* _Texte de l'exercice_:
※
J’ai touché un sommet ou un fond, c’est selon la manière dont vous contemplez la proverbiale formule du verre à moitié plein ou à moitié vide, mardi dernier quand j’ai fait face à la balance du bureau de mon médecin. Elle me connaît depuis que j’ai six ans; tout ce qui change dans nos rendez-vous, c’est la déco, la couleur de mes cheveux ou le nombre de rides qui s’entassent autour de ses yeux. Médicalement, elle est la plus grande experte de ma personne sur Terre : mes antécédents physiques, familiaux ou psychologiques. Elle se les remémore avec une déconcertante acuité chaque fois que je viens m’asseoir dans son cabinet, face à elle, séparée de la vérité par mon dossier ouvert sur la table entre nous et son regard bleu perché au-dessus de ses fines lèvres closes. Son expertise l’autorise chaque fois à me dire sans détour : tu as engraissé.
※
* _Extraits de données_:
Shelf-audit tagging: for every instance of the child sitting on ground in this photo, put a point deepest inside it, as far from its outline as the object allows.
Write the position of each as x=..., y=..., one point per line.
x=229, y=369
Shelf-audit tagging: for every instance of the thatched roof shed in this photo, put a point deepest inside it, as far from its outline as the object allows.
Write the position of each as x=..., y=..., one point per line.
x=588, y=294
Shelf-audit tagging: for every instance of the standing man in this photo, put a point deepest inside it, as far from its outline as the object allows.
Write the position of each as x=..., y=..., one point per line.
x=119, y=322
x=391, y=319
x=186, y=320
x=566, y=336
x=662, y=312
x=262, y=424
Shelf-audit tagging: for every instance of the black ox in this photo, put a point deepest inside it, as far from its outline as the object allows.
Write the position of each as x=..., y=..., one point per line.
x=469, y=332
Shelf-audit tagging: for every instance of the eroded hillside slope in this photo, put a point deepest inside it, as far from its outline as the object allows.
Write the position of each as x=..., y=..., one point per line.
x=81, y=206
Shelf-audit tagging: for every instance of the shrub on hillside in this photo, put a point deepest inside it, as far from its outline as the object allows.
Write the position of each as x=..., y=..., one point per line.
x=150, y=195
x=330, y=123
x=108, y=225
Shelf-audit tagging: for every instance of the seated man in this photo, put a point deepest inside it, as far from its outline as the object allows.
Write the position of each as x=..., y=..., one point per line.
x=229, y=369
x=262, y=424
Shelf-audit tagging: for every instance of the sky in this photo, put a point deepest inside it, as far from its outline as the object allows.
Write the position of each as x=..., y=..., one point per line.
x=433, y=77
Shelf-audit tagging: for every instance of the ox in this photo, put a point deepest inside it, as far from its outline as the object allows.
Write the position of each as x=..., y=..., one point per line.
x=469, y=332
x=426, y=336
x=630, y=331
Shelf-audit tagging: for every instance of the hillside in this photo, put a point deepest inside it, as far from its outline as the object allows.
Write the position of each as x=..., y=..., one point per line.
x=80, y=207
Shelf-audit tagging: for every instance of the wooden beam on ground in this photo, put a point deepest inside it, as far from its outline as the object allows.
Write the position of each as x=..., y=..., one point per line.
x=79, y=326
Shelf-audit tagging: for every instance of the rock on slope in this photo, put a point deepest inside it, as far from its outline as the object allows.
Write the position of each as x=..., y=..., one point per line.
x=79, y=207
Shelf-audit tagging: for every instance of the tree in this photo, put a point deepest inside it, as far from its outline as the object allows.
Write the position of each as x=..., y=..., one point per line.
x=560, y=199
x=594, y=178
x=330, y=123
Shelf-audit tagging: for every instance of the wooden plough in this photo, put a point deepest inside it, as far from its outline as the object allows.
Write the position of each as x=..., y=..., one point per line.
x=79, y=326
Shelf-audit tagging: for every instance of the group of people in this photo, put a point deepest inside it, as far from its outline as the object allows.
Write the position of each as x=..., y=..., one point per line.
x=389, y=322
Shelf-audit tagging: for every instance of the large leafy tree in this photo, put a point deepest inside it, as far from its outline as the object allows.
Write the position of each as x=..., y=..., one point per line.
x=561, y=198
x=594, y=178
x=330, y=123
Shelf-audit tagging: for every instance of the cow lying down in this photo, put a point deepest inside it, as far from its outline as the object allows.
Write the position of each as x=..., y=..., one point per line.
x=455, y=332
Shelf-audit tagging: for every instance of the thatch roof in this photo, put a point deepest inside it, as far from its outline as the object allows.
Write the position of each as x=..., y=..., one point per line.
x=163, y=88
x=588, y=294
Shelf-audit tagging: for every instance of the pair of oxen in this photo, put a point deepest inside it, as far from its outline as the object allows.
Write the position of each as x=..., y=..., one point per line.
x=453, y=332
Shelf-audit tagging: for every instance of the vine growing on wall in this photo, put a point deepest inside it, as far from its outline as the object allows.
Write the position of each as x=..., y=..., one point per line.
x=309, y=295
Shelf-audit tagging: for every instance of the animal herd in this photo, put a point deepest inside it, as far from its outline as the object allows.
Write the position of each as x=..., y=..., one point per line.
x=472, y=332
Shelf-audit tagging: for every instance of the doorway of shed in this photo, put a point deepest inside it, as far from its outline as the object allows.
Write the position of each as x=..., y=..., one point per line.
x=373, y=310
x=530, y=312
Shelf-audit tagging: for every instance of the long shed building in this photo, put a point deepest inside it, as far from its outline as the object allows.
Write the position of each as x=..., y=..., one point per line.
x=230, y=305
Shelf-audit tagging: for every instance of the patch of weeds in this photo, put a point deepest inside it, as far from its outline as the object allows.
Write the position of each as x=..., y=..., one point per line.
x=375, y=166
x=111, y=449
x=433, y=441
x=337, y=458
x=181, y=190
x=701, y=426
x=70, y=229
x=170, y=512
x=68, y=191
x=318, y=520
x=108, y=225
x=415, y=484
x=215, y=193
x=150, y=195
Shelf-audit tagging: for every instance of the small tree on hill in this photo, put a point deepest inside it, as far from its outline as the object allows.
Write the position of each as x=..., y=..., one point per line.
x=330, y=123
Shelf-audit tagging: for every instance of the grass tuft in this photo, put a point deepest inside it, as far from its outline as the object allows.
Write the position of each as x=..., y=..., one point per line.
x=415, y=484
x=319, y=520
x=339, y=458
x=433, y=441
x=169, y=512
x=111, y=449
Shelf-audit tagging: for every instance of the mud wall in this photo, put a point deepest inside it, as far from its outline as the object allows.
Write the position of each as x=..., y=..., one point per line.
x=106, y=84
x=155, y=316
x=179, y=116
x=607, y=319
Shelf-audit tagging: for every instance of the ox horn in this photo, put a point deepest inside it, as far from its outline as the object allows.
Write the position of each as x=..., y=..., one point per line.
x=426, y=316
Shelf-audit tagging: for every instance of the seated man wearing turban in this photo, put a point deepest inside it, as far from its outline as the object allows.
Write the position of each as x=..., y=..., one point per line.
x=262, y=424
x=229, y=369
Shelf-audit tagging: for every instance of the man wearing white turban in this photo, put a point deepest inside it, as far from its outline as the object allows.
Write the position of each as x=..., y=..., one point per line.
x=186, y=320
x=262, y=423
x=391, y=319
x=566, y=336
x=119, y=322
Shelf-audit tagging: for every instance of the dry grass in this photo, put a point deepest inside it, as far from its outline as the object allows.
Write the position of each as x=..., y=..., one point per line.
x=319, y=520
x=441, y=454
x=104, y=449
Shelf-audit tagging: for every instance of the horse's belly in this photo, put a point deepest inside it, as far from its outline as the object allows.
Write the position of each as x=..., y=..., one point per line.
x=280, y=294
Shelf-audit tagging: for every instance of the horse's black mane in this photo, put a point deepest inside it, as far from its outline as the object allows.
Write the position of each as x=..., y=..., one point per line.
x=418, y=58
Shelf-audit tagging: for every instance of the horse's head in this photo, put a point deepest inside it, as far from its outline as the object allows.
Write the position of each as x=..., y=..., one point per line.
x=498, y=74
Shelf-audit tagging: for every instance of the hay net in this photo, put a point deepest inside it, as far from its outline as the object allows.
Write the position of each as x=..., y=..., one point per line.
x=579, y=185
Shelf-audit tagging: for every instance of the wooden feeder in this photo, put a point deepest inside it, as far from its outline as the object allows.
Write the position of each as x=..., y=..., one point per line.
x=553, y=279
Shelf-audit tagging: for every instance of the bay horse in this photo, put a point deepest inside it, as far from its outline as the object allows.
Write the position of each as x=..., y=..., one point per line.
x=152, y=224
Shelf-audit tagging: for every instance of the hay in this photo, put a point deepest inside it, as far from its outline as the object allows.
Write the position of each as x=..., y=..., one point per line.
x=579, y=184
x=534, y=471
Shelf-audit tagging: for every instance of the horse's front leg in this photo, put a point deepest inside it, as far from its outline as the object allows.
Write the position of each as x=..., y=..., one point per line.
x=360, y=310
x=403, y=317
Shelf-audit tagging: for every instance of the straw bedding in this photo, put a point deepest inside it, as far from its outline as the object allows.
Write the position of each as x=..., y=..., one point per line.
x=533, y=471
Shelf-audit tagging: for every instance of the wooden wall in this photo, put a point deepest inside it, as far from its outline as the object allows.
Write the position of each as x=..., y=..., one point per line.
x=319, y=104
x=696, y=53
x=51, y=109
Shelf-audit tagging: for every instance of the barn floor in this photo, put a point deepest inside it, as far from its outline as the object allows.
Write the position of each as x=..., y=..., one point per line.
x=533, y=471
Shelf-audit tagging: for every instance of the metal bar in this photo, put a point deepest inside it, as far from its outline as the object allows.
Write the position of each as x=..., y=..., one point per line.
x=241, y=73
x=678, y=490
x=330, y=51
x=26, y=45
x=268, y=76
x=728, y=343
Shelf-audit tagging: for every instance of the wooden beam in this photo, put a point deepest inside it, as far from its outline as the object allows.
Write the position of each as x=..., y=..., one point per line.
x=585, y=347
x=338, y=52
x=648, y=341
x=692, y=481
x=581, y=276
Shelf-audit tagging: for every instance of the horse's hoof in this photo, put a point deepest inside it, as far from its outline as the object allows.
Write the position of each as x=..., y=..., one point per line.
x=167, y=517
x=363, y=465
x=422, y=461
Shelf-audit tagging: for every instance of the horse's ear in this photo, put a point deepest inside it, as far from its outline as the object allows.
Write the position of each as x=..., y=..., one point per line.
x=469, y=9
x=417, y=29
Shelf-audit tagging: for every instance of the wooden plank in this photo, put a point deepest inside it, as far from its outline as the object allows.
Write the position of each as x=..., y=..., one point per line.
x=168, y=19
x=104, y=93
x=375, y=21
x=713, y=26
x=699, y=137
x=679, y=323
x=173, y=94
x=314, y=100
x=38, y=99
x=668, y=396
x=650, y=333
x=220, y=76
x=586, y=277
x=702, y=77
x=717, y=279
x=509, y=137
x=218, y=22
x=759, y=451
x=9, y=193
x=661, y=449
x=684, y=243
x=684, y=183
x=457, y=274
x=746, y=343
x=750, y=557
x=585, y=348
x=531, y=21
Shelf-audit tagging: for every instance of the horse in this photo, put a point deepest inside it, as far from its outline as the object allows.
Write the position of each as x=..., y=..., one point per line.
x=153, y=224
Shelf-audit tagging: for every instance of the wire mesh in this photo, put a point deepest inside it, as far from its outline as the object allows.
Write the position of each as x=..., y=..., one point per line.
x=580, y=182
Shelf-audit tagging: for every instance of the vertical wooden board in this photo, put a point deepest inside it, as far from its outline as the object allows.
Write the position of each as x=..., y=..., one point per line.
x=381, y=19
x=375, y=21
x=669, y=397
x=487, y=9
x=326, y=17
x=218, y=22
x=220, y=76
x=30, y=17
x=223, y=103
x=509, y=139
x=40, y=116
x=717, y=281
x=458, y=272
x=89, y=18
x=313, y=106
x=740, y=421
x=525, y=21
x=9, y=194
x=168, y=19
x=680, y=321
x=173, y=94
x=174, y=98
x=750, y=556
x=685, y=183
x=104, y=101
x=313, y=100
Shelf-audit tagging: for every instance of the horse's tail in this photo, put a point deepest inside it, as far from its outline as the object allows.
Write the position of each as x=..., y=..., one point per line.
※
Transcrivez tout le passage du texte sur la visite chez le médecin, depuis « J’ai touché un » jusqu'à « tu as engraissé. ».

* _Réponse_:
J’ai touché un sommet ou un fond, c’est selon la manière dont vous contemplez la proverbiale formule du verre à moitié plein ou à moitié vide, mardi dernier quand j’ai fait face à la balance du bureau de mon médecin. Elle me connaît depuis que j’ai six ans; tout ce qui change dans nos rendez-vous, c’est la déco, la couleur de mes cheveux ou le nombre de rides qui s’entassent autour de ses yeux. Médicalement, elle est la plus grande experte de ma personne sur Terre : mes antécédents physiques, familiaux ou psychologiques. Elle se les remémore avec une déconcertante acuité chaque fois que je viens m’asseoir dans son cabinet, face à elle, séparée de la vérité par mon dossier ouvert sur la table entre nous et son regard bleu perché au-dessus de ses fines lèvres closes. Son expertise l’autorise chaque fois à me dire sans détour : tu as engraissé.